══ PROVIDED MATERIAL ══

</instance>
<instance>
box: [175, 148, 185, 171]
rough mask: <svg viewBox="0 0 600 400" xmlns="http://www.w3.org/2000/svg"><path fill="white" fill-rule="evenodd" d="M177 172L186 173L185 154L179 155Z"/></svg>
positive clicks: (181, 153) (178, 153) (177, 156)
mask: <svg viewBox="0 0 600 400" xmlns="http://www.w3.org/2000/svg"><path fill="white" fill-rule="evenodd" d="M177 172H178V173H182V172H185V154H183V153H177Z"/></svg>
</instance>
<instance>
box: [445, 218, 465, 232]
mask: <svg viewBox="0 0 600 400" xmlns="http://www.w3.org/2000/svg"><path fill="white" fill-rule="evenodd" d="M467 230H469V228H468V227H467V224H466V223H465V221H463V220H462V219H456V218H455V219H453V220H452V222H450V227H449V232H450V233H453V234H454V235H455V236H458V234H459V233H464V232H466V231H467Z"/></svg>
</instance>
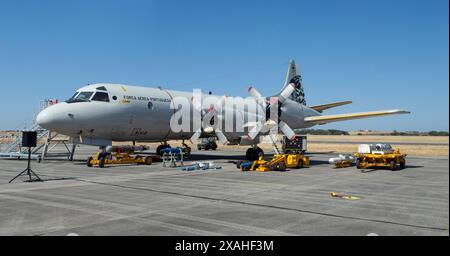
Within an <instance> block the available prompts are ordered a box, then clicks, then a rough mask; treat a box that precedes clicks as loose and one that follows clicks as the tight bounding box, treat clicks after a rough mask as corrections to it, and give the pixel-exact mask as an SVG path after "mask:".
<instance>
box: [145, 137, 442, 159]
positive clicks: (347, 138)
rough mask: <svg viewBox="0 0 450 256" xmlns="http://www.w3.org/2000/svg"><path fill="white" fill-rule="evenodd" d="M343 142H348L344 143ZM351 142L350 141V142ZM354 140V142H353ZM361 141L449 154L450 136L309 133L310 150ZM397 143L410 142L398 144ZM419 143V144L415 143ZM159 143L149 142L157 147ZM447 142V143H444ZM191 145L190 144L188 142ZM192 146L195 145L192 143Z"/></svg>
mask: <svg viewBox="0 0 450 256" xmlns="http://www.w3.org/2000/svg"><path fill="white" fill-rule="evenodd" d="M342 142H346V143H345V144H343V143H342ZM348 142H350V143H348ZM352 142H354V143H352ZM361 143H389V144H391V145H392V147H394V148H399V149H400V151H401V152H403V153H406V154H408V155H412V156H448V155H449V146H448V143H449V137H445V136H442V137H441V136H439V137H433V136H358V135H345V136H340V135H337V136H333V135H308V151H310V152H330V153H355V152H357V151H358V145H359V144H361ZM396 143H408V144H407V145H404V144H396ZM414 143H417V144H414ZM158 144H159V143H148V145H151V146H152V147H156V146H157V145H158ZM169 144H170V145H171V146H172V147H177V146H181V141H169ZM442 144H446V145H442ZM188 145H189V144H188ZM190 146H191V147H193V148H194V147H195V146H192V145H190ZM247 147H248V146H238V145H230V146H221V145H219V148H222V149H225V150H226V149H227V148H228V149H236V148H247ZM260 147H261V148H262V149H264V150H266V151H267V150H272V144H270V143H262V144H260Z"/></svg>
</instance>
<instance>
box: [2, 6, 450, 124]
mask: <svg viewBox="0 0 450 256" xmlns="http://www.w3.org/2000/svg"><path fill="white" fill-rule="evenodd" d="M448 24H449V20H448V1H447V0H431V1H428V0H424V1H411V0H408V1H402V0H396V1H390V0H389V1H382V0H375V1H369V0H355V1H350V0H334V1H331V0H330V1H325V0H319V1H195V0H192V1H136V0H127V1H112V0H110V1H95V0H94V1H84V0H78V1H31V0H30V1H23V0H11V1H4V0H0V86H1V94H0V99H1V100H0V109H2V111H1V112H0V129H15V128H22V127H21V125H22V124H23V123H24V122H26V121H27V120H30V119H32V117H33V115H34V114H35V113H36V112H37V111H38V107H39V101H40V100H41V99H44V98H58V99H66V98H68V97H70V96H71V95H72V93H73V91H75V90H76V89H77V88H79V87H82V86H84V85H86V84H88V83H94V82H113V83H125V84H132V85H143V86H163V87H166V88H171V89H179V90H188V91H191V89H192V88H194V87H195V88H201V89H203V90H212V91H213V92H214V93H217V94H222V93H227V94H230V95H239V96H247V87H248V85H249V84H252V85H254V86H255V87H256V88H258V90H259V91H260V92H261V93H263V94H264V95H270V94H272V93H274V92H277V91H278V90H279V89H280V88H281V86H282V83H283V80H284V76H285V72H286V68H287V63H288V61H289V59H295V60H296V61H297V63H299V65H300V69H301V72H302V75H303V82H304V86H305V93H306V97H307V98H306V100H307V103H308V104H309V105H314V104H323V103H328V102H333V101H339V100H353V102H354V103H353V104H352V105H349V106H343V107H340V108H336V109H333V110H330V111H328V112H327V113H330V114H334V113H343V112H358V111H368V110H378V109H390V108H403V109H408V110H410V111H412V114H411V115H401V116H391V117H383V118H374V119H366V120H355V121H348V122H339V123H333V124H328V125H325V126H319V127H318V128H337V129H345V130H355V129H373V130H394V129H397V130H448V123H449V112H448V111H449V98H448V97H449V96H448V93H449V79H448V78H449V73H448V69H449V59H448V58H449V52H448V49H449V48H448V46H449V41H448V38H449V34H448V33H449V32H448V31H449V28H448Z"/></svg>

═══

◆ **WHAT THE TASK REQUIRES**:
Your answer must be an exact transcription of every entry, minus the pictures.

◆ **ANSWER FOR THIS EXERCISE**:
</instance>
<instance>
box: [175, 148, 185, 171]
rough mask: <svg viewBox="0 0 600 400" xmlns="http://www.w3.org/2000/svg"><path fill="white" fill-rule="evenodd" d="M177 172L186 173L185 154L179 155Z"/></svg>
positive clicks: (181, 153) (178, 153) (177, 156)
mask: <svg viewBox="0 0 600 400" xmlns="http://www.w3.org/2000/svg"><path fill="white" fill-rule="evenodd" d="M177 172H178V173H182V172H185V154H183V153H177Z"/></svg>
</instance>
<instance>
box: [445, 218, 465, 232]
mask: <svg viewBox="0 0 600 400" xmlns="http://www.w3.org/2000/svg"><path fill="white" fill-rule="evenodd" d="M467 230H469V228H468V227H467V224H466V223H465V221H463V220H462V219H456V218H455V219H453V220H452V222H450V227H449V232H450V233H453V234H454V235H455V236H458V234H459V233H464V232H466V231H467Z"/></svg>
</instance>
Within an <instance> block the available prompts are ordered a box, then clicks, then a rough mask; treat a box that precedes clicks as loose and one that follows clicks as the tight bounding box, treat clicks after a rough mask as corrections to it, and give the pixel-exact mask as an SVG path after "mask:".
<instance>
box: [145, 137, 442, 159]
positive clicks: (347, 138)
rough mask: <svg viewBox="0 0 450 256" xmlns="http://www.w3.org/2000/svg"><path fill="white" fill-rule="evenodd" d="M343 142H348L344 143ZM351 142L350 141V142ZM354 140V142H353ZM361 141L449 154L450 136L309 133L310 150ZM397 143L410 142L398 144ZM419 143V144L415 143ZM159 143L149 142L157 147ZM447 142V143H444ZM191 145L190 144L188 142ZM192 146L195 145L192 143Z"/></svg>
mask: <svg viewBox="0 0 450 256" xmlns="http://www.w3.org/2000/svg"><path fill="white" fill-rule="evenodd" d="M342 142H346V143H345V144H343V143H342ZM348 142H350V143H348ZM352 142H354V143H352ZM361 143H389V144H391V145H392V147H394V148H399V149H400V151H401V152H403V153H406V154H408V155H412V156H448V155H449V146H448V143H449V137H445V136H442V137H441V136H439V137H433V136H358V135H345V136H340V135H337V136H333V135H308V151H310V152H330V153H355V152H357V151H358V145H359V144H361ZM396 143H408V144H407V145H404V144H396ZM414 143H417V144H414ZM158 144H159V143H148V145H151V146H152V147H156V146H157V145H158ZM169 144H170V145H171V146H172V147H177V146H181V141H169ZM442 144H446V145H442ZM188 145H189V144H188ZM190 146H191V147H193V148H194V147H195V146H192V145H190ZM247 147H248V146H238V145H230V146H221V145H219V148H222V149H225V150H226V149H227V148H228V149H236V148H247ZM260 147H261V148H262V149H264V150H266V151H267V150H272V144H270V143H262V144H260Z"/></svg>
</instance>
<instance>
box: [2, 6, 450, 124]
mask: <svg viewBox="0 0 450 256" xmlns="http://www.w3.org/2000/svg"><path fill="white" fill-rule="evenodd" d="M448 24H449V20H448V1H447V0H431V1H428V0H424V1H411V0H408V1H402V0H396V1H390V0H389V1H382V0H375V1H369V0H355V1H350V0H334V1H331V0H330V1H325V0H319V1H195V0H192V1H136V0H127V1H112V0H110V1H95V0H94V1H84V0H78V1H31V0H30V1H23V0H11V1H4V0H0V86H1V94H0V99H1V100H0V109H2V111H1V112H0V129H15V128H22V127H21V125H22V124H23V123H24V122H26V121H27V120H30V119H32V117H33V115H34V114H35V113H36V112H37V111H38V107H39V101H40V100H41V99H44V98H58V99H66V98H68V97H70V96H71V95H72V93H73V91H75V90H76V89H77V88H79V87H82V86H84V85H86V84H88V83H94V82H113V83H125V84H132V85H143V86H163V87H166V88H171V89H179V90H188V91H191V89H192V88H194V87H195V88H201V89H203V90H212V91H213V92H214V93H217V94H222V93H227V94H230V95H239V96H247V87H248V85H249V84H252V85H254V86H255V87H256V88H258V90H259V91H260V92H261V93H263V94H264V95H270V94H272V93H274V92H277V91H278V90H279V89H280V88H281V86H282V83H283V80H284V76H285V72H286V68H287V63H288V61H289V59H295V60H296V61H297V63H299V65H300V69H301V72H302V75H303V82H304V86H305V93H306V97H307V98H306V100H307V103H308V104H309V105H314V104H323V103H328V102H333V101H339V100H353V102H354V103H353V104H352V105H349V106H343V107H340V108H336V109H333V110H330V111H328V112H327V113H330V114H334V113H343V112H358V111H368V110H378V109H390V108H403V109H408V110H410V111H412V114H411V115H401V116H391V117H383V118H374V119H366V120H355V121H348V122H339V123H333V124H328V125H325V126H319V127H318V128H337V129H345V130H355V129H373V130H394V129H397V130H448V123H449V112H448V111H449V98H448V97H449V96H448V93H449V79H448V78H449V73H448V69H449V59H448V58H449V52H448V49H449V48H448V46H449V41H448V38H449V34H448V33H449V32H448V31H449V28H448Z"/></svg>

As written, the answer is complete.